(Data listing)
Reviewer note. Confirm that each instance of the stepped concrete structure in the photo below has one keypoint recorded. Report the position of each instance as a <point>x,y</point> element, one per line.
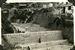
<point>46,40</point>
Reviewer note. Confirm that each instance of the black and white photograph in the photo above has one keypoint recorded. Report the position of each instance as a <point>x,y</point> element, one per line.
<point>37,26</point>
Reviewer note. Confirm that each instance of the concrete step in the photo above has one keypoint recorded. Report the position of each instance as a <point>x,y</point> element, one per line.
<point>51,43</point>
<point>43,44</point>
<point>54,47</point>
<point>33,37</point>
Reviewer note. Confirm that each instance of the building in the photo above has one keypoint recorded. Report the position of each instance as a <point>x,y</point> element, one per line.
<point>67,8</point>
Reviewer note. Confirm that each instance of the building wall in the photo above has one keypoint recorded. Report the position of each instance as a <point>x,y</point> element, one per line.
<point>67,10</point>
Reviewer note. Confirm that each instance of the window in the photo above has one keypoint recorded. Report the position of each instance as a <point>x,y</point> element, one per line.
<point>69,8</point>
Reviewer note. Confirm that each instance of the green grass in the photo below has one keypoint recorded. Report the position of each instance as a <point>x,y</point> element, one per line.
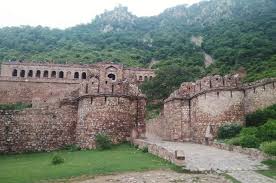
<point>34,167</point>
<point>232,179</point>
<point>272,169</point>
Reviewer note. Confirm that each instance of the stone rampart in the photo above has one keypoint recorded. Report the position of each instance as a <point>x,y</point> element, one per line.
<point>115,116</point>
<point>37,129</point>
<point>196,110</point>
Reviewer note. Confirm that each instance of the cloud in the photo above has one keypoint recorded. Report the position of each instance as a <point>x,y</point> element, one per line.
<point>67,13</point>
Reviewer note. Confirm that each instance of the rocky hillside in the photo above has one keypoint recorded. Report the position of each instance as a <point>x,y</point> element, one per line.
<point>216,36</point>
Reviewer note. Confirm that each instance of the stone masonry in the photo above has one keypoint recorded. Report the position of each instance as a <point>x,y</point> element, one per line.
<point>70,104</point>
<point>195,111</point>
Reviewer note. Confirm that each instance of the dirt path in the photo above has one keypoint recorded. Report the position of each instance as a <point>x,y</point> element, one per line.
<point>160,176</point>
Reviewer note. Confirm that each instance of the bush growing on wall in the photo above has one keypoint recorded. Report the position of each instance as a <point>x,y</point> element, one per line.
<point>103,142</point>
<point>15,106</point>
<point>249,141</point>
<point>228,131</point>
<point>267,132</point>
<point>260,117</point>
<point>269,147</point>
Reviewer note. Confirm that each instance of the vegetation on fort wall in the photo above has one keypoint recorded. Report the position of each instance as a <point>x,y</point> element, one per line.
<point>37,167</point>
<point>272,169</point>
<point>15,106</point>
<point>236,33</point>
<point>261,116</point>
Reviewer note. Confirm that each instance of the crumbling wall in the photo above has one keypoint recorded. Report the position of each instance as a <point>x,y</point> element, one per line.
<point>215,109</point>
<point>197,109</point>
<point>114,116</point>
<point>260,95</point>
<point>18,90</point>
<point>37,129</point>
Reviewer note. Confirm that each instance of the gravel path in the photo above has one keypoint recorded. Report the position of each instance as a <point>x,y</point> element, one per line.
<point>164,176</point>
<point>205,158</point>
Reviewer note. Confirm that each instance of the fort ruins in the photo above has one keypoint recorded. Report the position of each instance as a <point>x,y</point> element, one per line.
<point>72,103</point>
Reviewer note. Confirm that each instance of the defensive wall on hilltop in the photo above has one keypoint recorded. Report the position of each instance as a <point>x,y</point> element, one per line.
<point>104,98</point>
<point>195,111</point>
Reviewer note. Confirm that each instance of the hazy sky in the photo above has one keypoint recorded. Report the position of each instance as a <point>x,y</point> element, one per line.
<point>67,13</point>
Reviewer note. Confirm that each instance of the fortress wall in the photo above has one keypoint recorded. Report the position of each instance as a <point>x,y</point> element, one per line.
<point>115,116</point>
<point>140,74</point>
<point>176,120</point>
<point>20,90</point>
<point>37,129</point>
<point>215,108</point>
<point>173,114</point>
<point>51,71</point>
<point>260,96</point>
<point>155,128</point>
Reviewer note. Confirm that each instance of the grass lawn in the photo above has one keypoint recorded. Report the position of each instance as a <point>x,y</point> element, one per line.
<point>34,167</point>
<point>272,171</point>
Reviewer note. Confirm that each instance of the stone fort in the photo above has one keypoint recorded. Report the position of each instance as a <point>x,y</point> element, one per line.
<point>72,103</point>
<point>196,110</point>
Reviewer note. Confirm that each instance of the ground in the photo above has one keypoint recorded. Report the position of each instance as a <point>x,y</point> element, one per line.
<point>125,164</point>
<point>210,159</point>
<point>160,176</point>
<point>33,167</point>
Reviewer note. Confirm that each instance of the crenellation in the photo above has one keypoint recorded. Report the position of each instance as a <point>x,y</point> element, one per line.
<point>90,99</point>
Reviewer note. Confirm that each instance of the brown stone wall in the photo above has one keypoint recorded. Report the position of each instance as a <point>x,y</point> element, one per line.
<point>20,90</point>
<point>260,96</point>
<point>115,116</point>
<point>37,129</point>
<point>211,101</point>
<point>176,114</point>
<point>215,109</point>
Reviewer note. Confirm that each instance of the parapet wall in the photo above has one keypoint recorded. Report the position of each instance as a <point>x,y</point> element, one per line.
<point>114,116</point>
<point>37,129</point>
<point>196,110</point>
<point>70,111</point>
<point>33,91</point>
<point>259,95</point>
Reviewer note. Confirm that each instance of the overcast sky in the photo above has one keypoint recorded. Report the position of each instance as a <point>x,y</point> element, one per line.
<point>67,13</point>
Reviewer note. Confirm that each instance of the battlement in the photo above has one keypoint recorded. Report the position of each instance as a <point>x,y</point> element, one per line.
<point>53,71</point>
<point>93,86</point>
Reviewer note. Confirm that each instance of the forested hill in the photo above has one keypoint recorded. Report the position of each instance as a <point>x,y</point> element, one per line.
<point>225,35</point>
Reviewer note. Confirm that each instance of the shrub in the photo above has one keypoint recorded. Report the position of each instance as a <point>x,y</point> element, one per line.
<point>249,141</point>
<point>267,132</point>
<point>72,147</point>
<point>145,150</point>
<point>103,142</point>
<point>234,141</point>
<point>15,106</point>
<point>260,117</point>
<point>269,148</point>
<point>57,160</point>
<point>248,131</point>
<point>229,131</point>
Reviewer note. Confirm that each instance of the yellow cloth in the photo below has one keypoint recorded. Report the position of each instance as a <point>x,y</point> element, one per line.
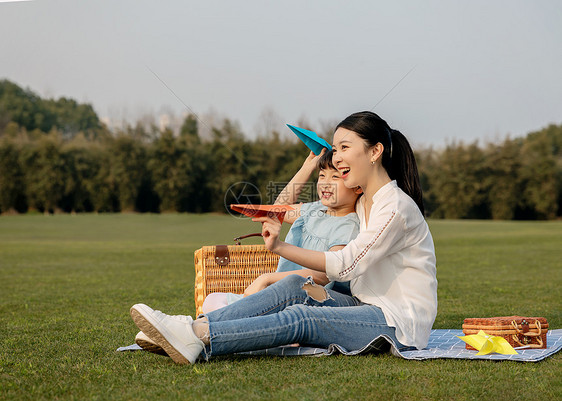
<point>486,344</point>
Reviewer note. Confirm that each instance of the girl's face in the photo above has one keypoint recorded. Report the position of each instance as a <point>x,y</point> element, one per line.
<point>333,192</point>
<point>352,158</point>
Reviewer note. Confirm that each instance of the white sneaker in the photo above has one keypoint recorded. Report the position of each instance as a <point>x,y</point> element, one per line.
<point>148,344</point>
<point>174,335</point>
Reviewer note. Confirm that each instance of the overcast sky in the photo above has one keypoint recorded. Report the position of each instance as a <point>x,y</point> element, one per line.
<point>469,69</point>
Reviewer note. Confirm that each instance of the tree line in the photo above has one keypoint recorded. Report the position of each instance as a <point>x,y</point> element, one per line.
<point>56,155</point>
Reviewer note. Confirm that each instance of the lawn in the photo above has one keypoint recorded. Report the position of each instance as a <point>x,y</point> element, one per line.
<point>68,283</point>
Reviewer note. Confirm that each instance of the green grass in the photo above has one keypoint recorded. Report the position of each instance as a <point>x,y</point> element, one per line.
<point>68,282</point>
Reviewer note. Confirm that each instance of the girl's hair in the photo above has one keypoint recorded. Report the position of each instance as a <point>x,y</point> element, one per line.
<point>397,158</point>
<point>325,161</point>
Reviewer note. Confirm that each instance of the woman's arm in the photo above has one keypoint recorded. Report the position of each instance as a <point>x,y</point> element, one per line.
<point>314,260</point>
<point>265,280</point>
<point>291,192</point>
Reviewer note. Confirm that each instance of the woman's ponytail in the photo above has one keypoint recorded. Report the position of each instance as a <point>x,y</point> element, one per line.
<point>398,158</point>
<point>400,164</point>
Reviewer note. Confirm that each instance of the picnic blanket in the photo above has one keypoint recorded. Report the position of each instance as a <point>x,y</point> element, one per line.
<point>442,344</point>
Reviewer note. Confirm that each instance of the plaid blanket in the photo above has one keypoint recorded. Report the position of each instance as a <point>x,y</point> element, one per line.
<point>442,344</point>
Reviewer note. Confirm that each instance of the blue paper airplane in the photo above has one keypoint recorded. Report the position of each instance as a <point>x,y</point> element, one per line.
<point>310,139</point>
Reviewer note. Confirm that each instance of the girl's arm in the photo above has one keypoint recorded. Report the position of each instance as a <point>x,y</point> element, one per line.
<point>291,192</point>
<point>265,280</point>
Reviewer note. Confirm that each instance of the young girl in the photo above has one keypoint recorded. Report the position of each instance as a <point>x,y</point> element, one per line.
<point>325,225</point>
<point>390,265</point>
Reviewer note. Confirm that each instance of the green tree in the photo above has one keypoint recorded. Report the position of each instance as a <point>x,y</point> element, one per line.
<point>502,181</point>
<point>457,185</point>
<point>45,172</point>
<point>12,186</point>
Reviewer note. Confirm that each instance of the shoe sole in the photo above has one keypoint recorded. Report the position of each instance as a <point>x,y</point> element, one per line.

(THE REQUEST) Put everything in the material above from the line containing "Reviewer note. Confirm that each instance of the yellow" down to the line containing "<point>56,155</point>", both lines included, into a numbered list with blank lines omitted. Leave the pictures out of your answer.

(WRITTEN SOLUTION)
1. Reviewer note. Confirm that each instance of the yellow cloth in the photo below has one keypoint recorded. Report the position of each instance as a <point>x,y</point> element, one per line.
2. <point>486,344</point>
3. Reviewer note. Confirm that each instance of the girl's face in the photo above has one keypoint recorded. Report the position of each instance as a <point>x,y</point> element, one per line.
4. <point>333,192</point>
5. <point>352,158</point>
6. Reviewer note. Confirm that each instance of the white sneaker in the photo above has one keypoint recorded. Report the position of each instance as a <point>x,y</point> element, one per line.
7. <point>148,344</point>
8. <point>174,335</point>
9. Reviewer note. Confirm that each instance of the overcast sky in the photo above has one keypoint recorded. Report the position of each instance as a <point>x,y</point> element, one per line.
10. <point>469,69</point>
11. Reviewer note. Confirm that each instance of the tree line in the photo above has one keypoint recorded. Report the position of each instance as a <point>x,y</point> element, one per line.
12. <point>56,155</point>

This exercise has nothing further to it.